Übertrage die Zeilen in eine nummerierte Liste, beginnend bei der Zeile mit „Find the bird's wing“ und endend bei der letzten Zeile, beide eingeschlossen. Lass dabei Leerzeilen weg.
==============================
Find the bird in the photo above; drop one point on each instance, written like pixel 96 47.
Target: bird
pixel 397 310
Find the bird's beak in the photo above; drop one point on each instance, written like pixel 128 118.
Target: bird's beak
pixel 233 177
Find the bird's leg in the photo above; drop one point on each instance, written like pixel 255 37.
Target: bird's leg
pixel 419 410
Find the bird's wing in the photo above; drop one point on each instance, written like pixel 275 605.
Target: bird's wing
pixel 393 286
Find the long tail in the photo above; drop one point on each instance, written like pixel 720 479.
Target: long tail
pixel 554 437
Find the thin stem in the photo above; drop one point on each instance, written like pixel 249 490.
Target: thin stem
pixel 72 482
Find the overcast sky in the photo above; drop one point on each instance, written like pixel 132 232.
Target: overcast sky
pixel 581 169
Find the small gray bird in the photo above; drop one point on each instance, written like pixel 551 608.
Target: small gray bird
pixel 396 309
==============================
Ergebnis:
1. Find the bird's wing in the photo above; drop one point on each instance, written like pixel 275 605.
2. Target: bird's wing
3. pixel 393 286
4. Find the long tail in the photo above; drop one point on each instance, written like pixel 720 479.
5. Target: long tail
6. pixel 554 437
7. Find the thin stem in the photo above; drop one point on each instance, written like pixel 249 490.
8. Target: thin stem
9. pixel 72 482
10. Find the overcast sky in the photo above; drop one point on each instance, written like pixel 132 232.
11. Target: overcast sky
12. pixel 581 169
13. Find the small gray bird in the photo above; drop one point on each instance, written like pixel 551 608.
14. Target: small gray bird
15. pixel 396 309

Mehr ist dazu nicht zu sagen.